Stored data entries:
▬▬▬▬▬▬

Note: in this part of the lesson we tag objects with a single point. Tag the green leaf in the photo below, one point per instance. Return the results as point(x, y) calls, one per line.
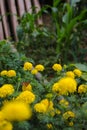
point(84, 76)
point(73, 2)
point(80, 66)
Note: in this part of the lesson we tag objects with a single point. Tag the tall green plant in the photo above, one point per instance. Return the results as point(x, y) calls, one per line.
point(67, 24)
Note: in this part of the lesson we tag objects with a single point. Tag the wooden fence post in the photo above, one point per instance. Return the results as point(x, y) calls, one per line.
point(4, 19)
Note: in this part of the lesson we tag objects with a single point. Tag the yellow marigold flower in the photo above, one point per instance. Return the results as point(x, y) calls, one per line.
point(57, 67)
point(49, 126)
point(1, 116)
point(67, 84)
point(34, 71)
point(26, 87)
point(48, 104)
point(49, 95)
point(82, 88)
point(55, 87)
point(68, 114)
point(6, 90)
point(64, 102)
point(39, 67)
point(77, 72)
point(11, 73)
point(57, 111)
point(4, 72)
point(28, 66)
point(40, 107)
point(5, 125)
point(26, 96)
point(71, 123)
point(70, 74)
point(16, 111)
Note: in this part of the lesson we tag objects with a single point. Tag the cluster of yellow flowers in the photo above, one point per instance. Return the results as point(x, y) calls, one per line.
point(14, 111)
point(57, 67)
point(44, 106)
point(34, 70)
point(26, 96)
point(82, 88)
point(65, 85)
point(6, 90)
point(68, 114)
point(20, 105)
point(9, 73)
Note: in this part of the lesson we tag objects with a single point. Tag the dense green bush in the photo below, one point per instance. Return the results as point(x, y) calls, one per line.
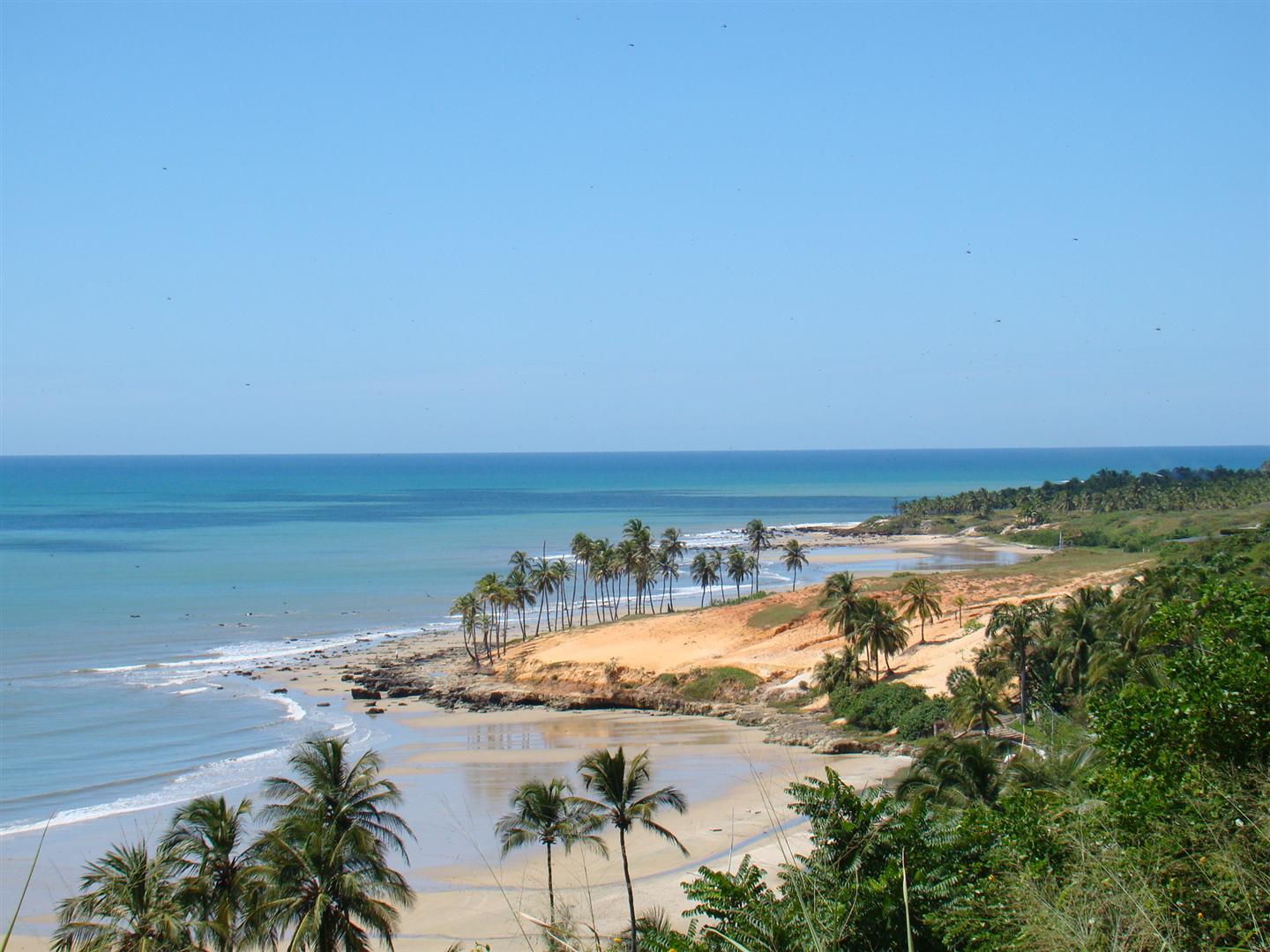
point(918, 721)
point(878, 707)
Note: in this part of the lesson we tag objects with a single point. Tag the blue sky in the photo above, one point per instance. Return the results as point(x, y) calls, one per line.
point(412, 227)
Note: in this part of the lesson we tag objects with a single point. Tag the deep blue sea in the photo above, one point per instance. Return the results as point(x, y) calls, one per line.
point(131, 587)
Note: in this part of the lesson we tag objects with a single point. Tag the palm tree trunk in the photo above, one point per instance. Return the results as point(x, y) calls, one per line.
point(630, 891)
point(550, 890)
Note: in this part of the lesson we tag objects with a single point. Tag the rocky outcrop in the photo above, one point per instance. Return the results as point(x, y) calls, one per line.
point(452, 684)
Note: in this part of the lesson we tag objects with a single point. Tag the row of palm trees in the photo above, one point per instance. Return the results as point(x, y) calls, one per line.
point(549, 814)
point(873, 628)
point(314, 876)
point(1108, 490)
point(559, 587)
point(1059, 649)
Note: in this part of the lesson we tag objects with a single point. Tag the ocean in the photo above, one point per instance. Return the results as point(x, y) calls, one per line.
point(131, 588)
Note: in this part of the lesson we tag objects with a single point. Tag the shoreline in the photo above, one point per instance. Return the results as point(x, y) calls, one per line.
point(459, 900)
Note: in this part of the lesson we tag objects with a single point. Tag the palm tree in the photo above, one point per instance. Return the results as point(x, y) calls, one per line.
point(842, 602)
point(715, 562)
point(955, 772)
point(920, 599)
point(878, 631)
point(669, 566)
point(560, 574)
point(522, 597)
point(580, 548)
point(467, 608)
point(1011, 628)
point(1079, 629)
point(621, 801)
point(675, 547)
point(977, 700)
point(794, 556)
point(329, 885)
point(759, 539)
point(207, 839)
point(736, 568)
point(700, 571)
point(549, 814)
point(540, 583)
point(129, 900)
point(338, 792)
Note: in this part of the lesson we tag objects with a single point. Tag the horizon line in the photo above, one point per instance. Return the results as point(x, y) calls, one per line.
point(620, 452)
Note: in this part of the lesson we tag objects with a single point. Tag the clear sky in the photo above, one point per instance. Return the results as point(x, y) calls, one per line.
point(417, 227)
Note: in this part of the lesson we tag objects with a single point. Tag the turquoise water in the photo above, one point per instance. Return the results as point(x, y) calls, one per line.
point(133, 587)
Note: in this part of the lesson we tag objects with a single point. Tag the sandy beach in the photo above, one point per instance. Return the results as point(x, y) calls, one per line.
point(458, 767)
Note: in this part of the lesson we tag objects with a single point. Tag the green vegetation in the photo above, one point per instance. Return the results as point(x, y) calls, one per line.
point(1109, 492)
point(1137, 818)
point(794, 559)
point(778, 614)
point(712, 683)
point(623, 800)
point(317, 877)
point(1109, 509)
point(499, 603)
point(548, 814)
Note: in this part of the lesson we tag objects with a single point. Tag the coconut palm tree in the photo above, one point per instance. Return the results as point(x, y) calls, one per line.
point(560, 574)
point(736, 568)
point(467, 608)
point(1077, 632)
point(675, 546)
point(1012, 629)
point(207, 839)
point(977, 700)
point(759, 537)
point(329, 883)
point(549, 814)
point(669, 568)
point(794, 556)
point(920, 598)
point(879, 631)
point(580, 548)
point(624, 800)
point(955, 772)
point(701, 574)
point(522, 598)
point(129, 900)
point(340, 792)
point(841, 602)
point(540, 583)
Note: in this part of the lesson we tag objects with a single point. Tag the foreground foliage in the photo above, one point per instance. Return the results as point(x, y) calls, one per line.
point(1138, 818)
point(315, 879)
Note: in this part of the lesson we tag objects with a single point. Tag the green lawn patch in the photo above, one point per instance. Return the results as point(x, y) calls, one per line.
point(714, 683)
point(778, 614)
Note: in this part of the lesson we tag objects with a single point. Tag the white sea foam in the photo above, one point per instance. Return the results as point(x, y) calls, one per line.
point(210, 778)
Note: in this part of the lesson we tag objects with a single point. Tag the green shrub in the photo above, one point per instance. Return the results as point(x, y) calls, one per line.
point(918, 721)
point(878, 707)
point(706, 684)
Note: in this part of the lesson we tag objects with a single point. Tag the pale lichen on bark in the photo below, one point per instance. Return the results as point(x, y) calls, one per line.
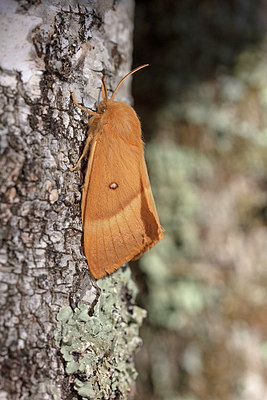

▬▬▬▬▬▬

GIVEN EXERCISE:
Reproduce all of the material above line for line, without changing anything. Leave the pictures out of your output.

ANSWER TO THE TASK:
Note: in this part of the lesson we tag objects with a single point. Tag the green leaf in the photo below, one point per instance. Return the results as point(x, y) calls, one per line.
point(84, 76)
point(73, 2)
point(80, 66)
Note: in this part of the lesson we tag objects with a single point. Tag the tall green plant in the photo above, one point per instance. Return the results as point(x, y) calls, one per line.
point(67, 24)
Note: in this part of the lesson we tag objects with a single point. Tag the wooden fence post in the photo above, one point per instance. Return the results as point(x, y) calls, one per line.
point(4, 19)
Note: in this part of the lesson we tag objects with a single point. Tag the yellow marigold flower in the photo above, one point per instance. Return the results as point(x, y) calls, one per line.
point(57, 67)
point(49, 126)
point(1, 116)
point(67, 84)
point(34, 71)
point(26, 87)
point(48, 104)
point(49, 95)
point(82, 88)
point(55, 87)
point(68, 114)
point(6, 90)
point(64, 102)
point(39, 67)
point(77, 72)
point(11, 73)
point(57, 111)
point(4, 72)
point(28, 66)
point(40, 107)
point(5, 125)
point(26, 96)
point(71, 123)
point(70, 74)
point(16, 111)
Note: in this part of the lesson we tag objects with a single point. Tag the cluster of yellow flowers in the photo above, one point per instance. Return the results as point(x, y) calls, one per line.
point(14, 111)
point(57, 67)
point(44, 106)
point(34, 70)
point(26, 96)
point(82, 88)
point(65, 85)
point(6, 90)
point(68, 114)
point(20, 105)
point(9, 73)
Note: in this part of the lesson we tag objects with a single point. Tag the dense green bush in the photo below, one point per instance. Return the results as point(x, y) calls, one per line.
point(918, 721)
point(878, 707)
Note: in this part of the lesson we tag objects with a single point. Tag the blue sky in the photo above, one point per instance. Return the results as point(x, y) calls, one per line.
point(412, 227)
Note: in this part of the lesson we tag objects with a single point. Tag the deep blue sea in the photo above, one point per instance. Return the results as point(x, y) calls, one per line.
point(131, 587)
Note: in this part of the lesson we tag objects with a single point. Tag the palm tree trunk in the photo above, one point per instance. Return the results as point(x, y) calls, one per line.
point(630, 891)
point(550, 890)
Note: in this part of the lesson we tag objects with a single point. Tag the rocky outcrop in the photo above, one point per instance. Return the results as point(x, y) calls, one per line.
point(452, 684)
Note: in this part of the lesson we tag objects with a single point. Tag the row of palm trees in the photo above, one point per instance. Return the results as point(x, y) calls, one per line.
point(549, 814)
point(873, 628)
point(314, 876)
point(1108, 490)
point(559, 587)
point(1059, 649)
Note: in this part of the lesson we tag objects with a single point. Tag the ocean in the photo above, one point per instance. Return the results as point(x, y) calls, one per line.
point(131, 588)
Note: in this part of the lesson we tag objects with a single point. Tag the shoreline in the photo above, one point per instance. Return the results as point(x, y) calls, one per line.
point(459, 900)
Note: in this part of the lesson we tag objects with a single point. Tag the palm tree in the photo above, one point per instance. Return the results as point(x, y) calls, one per line.
point(842, 602)
point(715, 562)
point(955, 772)
point(920, 599)
point(878, 631)
point(669, 566)
point(560, 574)
point(522, 597)
point(580, 548)
point(467, 608)
point(1011, 628)
point(1079, 629)
point(621, 801)
point(675, 547)
point(977, 700)
point(794, 556)
point(329, 885)
point(759, 539)
point(207, 839)
point(736, 568)
point(700, 571)
point(549, 814)
point(540, 583)
point(129, 900)
point(338, 792)
Note: in this part of the lesson we tag objects with a single point. Tag the horizon line in the photo above, one point per instance. Return the results as point(x, y) calls, one per line.
point(620, 452)
Note: in this part of the lesson we tag objects with a single point. Tag the clear sky in the photo above, one point per instance. Return the results as point(x, y) calls, one per line.
point(417, 227)
Note: in this part of the lesson we tag objects with a single point. Tag the turquoise water in the photo above, one point per instance. Return the results as point(x, y) calls, one per line.
point(133, 587)
Note: in this part of the lesson we tag objects with a single point. Tag the sandy beach in the photo above, one point per instance. Return the results as point(x, y) calls, one per line.
point(458, 767)
Note: in this part of the lesson we tag objects with a single point. Tag the green vegetation in the photo above, one point per instance. Return the results as point(x, y) calls, one per line.
point(1109, 492)
point(1137, 818)
point(794, 559)
point(778, 614)
point(712, 683)
point(623, 800)
point(317, 877)
point(1109, 509)
point(499, 603)
point(548, 814)
Note: in this part of the lesson we tag objects with a single point. Tag the coconut palm tree in the photo above, one point per instance. Return the results as point(x, y) calls, one per line.
point(560, 574)
point(736, 568)
point(467, 608)
point(1077, 632)
point(675, 546)
point(1012, 629)
point(207, 839)
point(977, 700)
point(759, 537)
point(329, 883)
point(549, 814)
point(669, 568)
point(794, 556)
point(920, 598)
point(879, 631)
point(580, 548)
point(624, 800)
point(955, 772)
point(701, 574)
point(522, 598)
point(129, 900)
point(340, 792)
point(841, 602)
point(540, 583)
Note: in this part of the lesson we tag objects with a single point. Tag the foreground foliage in the photo above, one point per instance. Return the results as point(x, y) calls, one per line.
point(1138, 818)
point(315, 879)
Note: in this part of the lesson we tag objects with a single point. Tag the green lawn patch in the photo above, one point per instance. Return the results as point(x, y) calls, one per line.
point(714, 683)
point(778, 614)
Note: in this part of the lesson we tag objects with a single point. Tag the white sea foam in the photo above, one point per instance. Return the results as point(x, y) calls, one per line.
point(210, 778)
Note: in this part of the lesson we tag objects with a single point. Tag the green shrub in the photo above, one point per instance. Return the results as point(x, y) calls, one per line.
point(918, 721)
point(878, 707)
point(706, 684)
Note: in this part of the lesson we tag objects with a single point. Tag the pale lichen on bark in the photo below, one point per instance. Return the results as point(x, y) calls, one per line.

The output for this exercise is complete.